### INFORMATION SUPPLIED

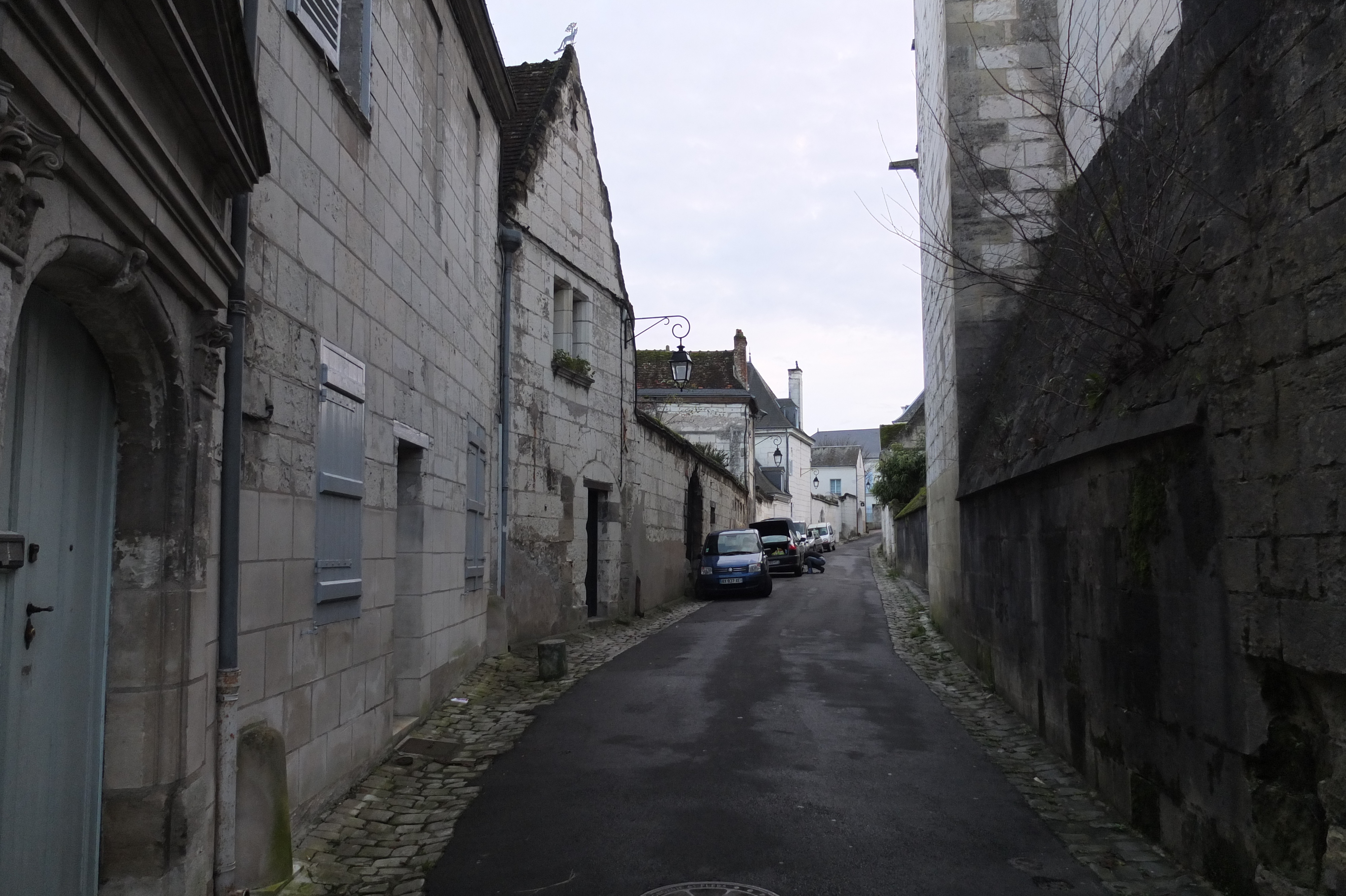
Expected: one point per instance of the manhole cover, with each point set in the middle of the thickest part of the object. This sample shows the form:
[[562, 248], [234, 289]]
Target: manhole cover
[[710, 889], [439, 751]]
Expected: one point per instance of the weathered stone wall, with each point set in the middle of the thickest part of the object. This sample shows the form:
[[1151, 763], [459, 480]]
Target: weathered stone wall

######

EXERCISE DESCRIPTION: Rewrite every line of the records above as a numbered list, leaving out blank lines and the pictures.

TASK OUTPUT:
1. Expected: one point per instance of the manhole cover, with each point set in the middle of the thickest part of the object. This sample shows the form:
2. [[562, 248], [234, 289]]
3. Target: manhole cover
4. [[710, 889], [439, 751]]
5. Expected: one point per instance of the weathered stone wall, with each point set in the middle of the thickest part of the object. This sample shows the form:
6. [[1151, 763], [459, 480]]
7. Target: weathered stone wall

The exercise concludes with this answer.